[Requirement]
Switch each "Locations" in all of the rows below to "Points", and write the rows out again with everything else unchanged.
+ + + + + + +
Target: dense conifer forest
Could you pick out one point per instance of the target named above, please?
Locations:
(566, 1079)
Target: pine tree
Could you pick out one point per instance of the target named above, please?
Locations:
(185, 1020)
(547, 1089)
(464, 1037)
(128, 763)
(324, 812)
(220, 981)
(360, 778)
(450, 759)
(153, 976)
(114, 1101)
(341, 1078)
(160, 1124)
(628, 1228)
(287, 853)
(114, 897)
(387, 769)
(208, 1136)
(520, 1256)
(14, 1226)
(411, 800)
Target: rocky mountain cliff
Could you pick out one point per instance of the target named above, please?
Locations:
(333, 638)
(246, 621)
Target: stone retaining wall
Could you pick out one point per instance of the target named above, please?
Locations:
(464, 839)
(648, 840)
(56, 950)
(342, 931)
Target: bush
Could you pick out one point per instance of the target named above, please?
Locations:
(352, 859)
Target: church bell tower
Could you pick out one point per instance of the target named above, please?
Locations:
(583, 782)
+ + + + + + +
[Answer to this exercise]
Target: dense conifer forest
Could you pick out one point per instance of the target named above, please?
Points:
(566, 1079)
Target: pine tree
Could you pick out one point per instance of the target named above, please?
Points:
(185, 1020)
(547, 1089)
(464, 1037)
(128, 763)
(324, 812)
(220, 981)
(360, 778)
(450, 759)
(153, 976)
(114, 1101)
(341, 1078)
(160, 1124)
(628, 1228)
(287, 853)
(114, 897)
(387, 769)
(208, 1136)
(520, 1256)
(14, 1226)
(411, 800)
Target: rocky mountain cliff
Could you pick out one point per instance of the target named above, please?
Points:
(333, 638)
(246, 621)
Target: stone retaining wall
Could you pick out one point per instance of the target named above, please?
Points:
(464, 839)
(648, 840)
(56, 950)
(342, 931)
Target: bush
Could you pick out one point per instance of the target named above, please?
Points:
(352, 859)
Target: church bell tower
Could you pick out one point per instance of the target named above, please?
Points:
(583, 782)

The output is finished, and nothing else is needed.